EXERCISE. Extract all of the entries and set them down verbatim.

LISTING.
%%
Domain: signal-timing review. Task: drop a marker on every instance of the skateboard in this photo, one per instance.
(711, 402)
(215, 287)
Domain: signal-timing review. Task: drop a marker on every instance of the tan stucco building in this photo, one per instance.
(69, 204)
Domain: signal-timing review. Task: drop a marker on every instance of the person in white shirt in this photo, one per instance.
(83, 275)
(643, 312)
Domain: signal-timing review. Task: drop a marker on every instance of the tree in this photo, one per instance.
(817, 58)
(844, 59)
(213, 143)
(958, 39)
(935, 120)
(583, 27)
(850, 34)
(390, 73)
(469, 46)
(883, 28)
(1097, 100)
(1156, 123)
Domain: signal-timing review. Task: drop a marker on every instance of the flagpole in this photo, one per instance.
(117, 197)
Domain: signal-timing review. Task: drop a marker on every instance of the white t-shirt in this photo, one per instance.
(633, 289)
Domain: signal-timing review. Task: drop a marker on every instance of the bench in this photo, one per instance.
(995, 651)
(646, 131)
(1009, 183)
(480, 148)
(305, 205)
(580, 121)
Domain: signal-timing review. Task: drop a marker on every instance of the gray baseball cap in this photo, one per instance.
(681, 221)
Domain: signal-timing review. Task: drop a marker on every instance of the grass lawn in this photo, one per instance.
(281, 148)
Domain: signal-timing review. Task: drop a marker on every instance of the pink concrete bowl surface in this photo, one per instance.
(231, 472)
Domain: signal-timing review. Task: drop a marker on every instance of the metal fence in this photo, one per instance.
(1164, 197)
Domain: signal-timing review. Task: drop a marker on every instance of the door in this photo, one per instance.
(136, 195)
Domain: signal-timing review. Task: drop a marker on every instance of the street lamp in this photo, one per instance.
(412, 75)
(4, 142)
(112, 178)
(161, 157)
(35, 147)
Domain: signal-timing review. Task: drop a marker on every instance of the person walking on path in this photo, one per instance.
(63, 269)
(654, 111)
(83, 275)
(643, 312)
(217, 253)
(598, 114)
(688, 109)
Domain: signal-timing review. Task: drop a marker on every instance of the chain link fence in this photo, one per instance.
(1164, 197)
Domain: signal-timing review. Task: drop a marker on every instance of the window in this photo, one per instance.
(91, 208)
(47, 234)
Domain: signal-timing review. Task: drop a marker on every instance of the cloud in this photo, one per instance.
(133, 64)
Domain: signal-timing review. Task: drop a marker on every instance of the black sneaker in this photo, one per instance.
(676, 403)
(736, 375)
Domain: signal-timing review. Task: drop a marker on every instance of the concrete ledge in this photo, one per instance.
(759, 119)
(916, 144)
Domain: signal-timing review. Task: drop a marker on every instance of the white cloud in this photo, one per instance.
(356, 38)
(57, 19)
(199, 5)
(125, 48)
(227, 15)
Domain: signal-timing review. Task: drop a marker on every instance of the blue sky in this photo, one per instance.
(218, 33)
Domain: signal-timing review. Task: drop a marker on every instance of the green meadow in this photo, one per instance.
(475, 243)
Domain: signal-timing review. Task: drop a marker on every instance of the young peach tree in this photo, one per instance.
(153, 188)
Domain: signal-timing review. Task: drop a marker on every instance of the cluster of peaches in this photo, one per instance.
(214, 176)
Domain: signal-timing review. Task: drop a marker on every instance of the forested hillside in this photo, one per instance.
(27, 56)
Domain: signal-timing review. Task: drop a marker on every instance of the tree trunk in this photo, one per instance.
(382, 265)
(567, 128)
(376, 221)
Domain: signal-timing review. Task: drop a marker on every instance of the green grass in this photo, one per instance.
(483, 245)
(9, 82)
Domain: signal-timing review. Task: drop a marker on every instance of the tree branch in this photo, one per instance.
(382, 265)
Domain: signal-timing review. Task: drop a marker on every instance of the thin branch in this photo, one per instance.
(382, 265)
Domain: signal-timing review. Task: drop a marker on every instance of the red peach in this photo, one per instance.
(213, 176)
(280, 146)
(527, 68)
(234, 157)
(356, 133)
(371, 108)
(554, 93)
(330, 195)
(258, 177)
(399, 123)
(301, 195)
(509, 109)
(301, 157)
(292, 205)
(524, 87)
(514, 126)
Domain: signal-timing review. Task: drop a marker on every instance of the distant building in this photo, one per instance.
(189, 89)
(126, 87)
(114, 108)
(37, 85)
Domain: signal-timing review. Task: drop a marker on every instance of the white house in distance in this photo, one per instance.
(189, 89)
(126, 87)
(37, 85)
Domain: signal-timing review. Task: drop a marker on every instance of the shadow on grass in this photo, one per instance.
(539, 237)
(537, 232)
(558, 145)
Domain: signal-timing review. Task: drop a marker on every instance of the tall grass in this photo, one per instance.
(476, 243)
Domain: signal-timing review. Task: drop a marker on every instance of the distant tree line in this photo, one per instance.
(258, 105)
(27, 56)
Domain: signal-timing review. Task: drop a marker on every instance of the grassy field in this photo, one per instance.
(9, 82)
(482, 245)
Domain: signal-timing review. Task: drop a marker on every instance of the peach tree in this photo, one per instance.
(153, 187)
%%
OUTPUT.
Domain: signal-timing review. Task: drop a marker on every instance of the skateboard in this photo, one per instance.
(711, 402)
(215, 287)
Domain: signal-timing review. Task: drop a marker on every instance of the tan stucco building in this photo, one per instance.
(69, 204)
Domain: signal-timing review. Task: drop a marker on every instance of the person in white shirt in this photo, one per instance.
(83, 275)
(643, 312)
Domain: signal-timing review. Task: drop a marker on every instance of the tree in this photo, one per instance.
(817, 58)
(844, 59)
(213, 143)
(958, 39)
(935, 120)
(583, 27)
(850, 34)
(390, 73)
(469, 46)
(883, 28)
(1097, 100)
(1156, 123)
Domain: signal-timing review. Task: drop a marker on every instance of the flagpole in this photo, one per instance.
(117, 197)
Domain: signal-timing review. Task: drop a marker on every instance of the white t-shirt in this photo, one per instance.
(633, 289)
Domain: signal-timing review. Task: drop a marker on every instance of the bench in this photo, one per instance.
(995, 651)
(646, 131)
(1009, 183)
(480, 148)
(305, 205)
(580, 121)
Domain: signal-timing review. Task: drop a marker on every instance of the gray baseball cap in this photo, one per instance.
(681, 221)
Domain: signal-timing review. Task: drop a marker on every instance of the grass lawn in this photo, one per instance.
(281, 148)
Domain: signal-timing review. Task: drop a marker on every instance of the pink concrete bowl surface in this photo, one per instance.
(231, 472)
Domain: signal-timing review. Task: drop a marker on every instance of the metal fence in this photo, one per instance.
(1164, 197)
Domain: signal-timing review. Task: drop a marker on every instance of the door in this photo, one per instance.
(136, 195)
Domain: signal-timing review. Task: drop a marker on every instance of the street lamp in this photo, one per instance.
(412, 75)
(4, 142)
(112, 178)
(161, 157)
(35, 147)
Domain: signal-timing review. Task: drop a marker on every instance of the person walking on path in this photo, one per instance.
(63, 269)
(654, 111)
(83, 275)
(643, 312)
(217, 253)
(598, 114)
(688, 109)
Domain: signal-timing review. Task: drop a marker on every instance of the chain link fence in this photo, one per instance.
(1164, 197)
Domain: signal-timing review. Task: drop a marker on every instance of the window in this photo, one per instance.
(91, 208)
(47, 234)
Domain: signal-timing review. Task: drop a marker on every instance of the cloud in this photo, one per instance.
(133, 64)
Domain: signal-timing review. Task: drop a marker on every instance of the black sneaker in this photo, one per instance.
(676, 403)
(736, 375)
Domain: signal-timing review. Task: drop a marker on every instance of the concrete ledge in this photo, one per instance.
(759, 119)
(916, 144)
Domain: signal-timing review. Task: drop a marker on every instance of the white cloud in this photo, one per instance.
(356, 38)
(57, 19)
(199, 5)
(125, 48)
(227, 15)
Domain: signal-timing review. Task: drop a marker on every instance of the blue sky in this photo, one per instance.
(218, 33)
Domain: signal-timing review. Task: drop a marker on every instance of the green meadow in this photo, one per instance.
(475, 243)
Domain: signal-timing review. Task: drop a marker on every instance of the young peach tree in this photo, one per instance.
(153, 188)
Domain: signal-timing review. Task: drop a marker on every instance of the cluster of peaches in this photo, one per instance.
(214, 176)
Domain: signal-timing review. Task: drop a marker on every instance of the forested hillside in this photo, one per instance.
(27, 56)
Domain: signal-timing review. Task: drop a marker on every instance of the tree trunk in this photo, one per instance.
(382, 265)
(567, 128)
(376, 221)
Domain: signal-timing review. Task: drop a marker on every instance of the green grass in this photo, one per instance.
(483, 245)
(9, 82)
Domain: signal-timing review. Task: drop a marker on every instance of the tree branch in this photo, one per instance.
(382, 265)
Domain: signal-timing review. Task: drop a marker on every instance of the thin branch in this photo, one per instance.
(382, 265)
Domain: signal-timing review. Task: drop a marker on every instance of the red peach in this photo, one per instance.
(213, 176)
(280, 146)
(527, 68)
(234, 157)
(356, 133)
(371, 108)
(554, 93)
(330, 195)
(258, 177)
(399, 123)
(301, 195)
(509, 109)
(301, 157)
(292, 205)
(524, 87)
(514, 126)
Domain: signal-timing review. Task: drop a marker on every instance of the distant building in this photo, one per instance.
(189, 89)
(126, 87)
(114, 108)
(37, 85)
Domain: signal-timing review. Task: drop a marker on every instance of the white house in distance in this photo, one per instance.
(189, 89)
(126, 87)
(37, 85)
Domain: signal-timing review. Task: drop a marker on every instance of the shadow on grass in this photo, one per instance.
(539, 237)
(537, 232)
(558, 145)
Domain: signal-timing review. Task: drop a marker on every instance of the tall grass in this photo, one per instance.
(476, 243)
Domain: signal-timing review. Task: drop a marker on every instance of the distant tree line in this photo, one per instance.
(258, 105)
(27, 56)
Domain: signal-timing review. Task: drop a marker on every instance of the grassy field in this photo, one per instance.
(9, 82)
(482, 245)
Domain: signal-timing review. Task: drop a marker on every instance of the peach tree in this photo, one per instance.
(153, 187)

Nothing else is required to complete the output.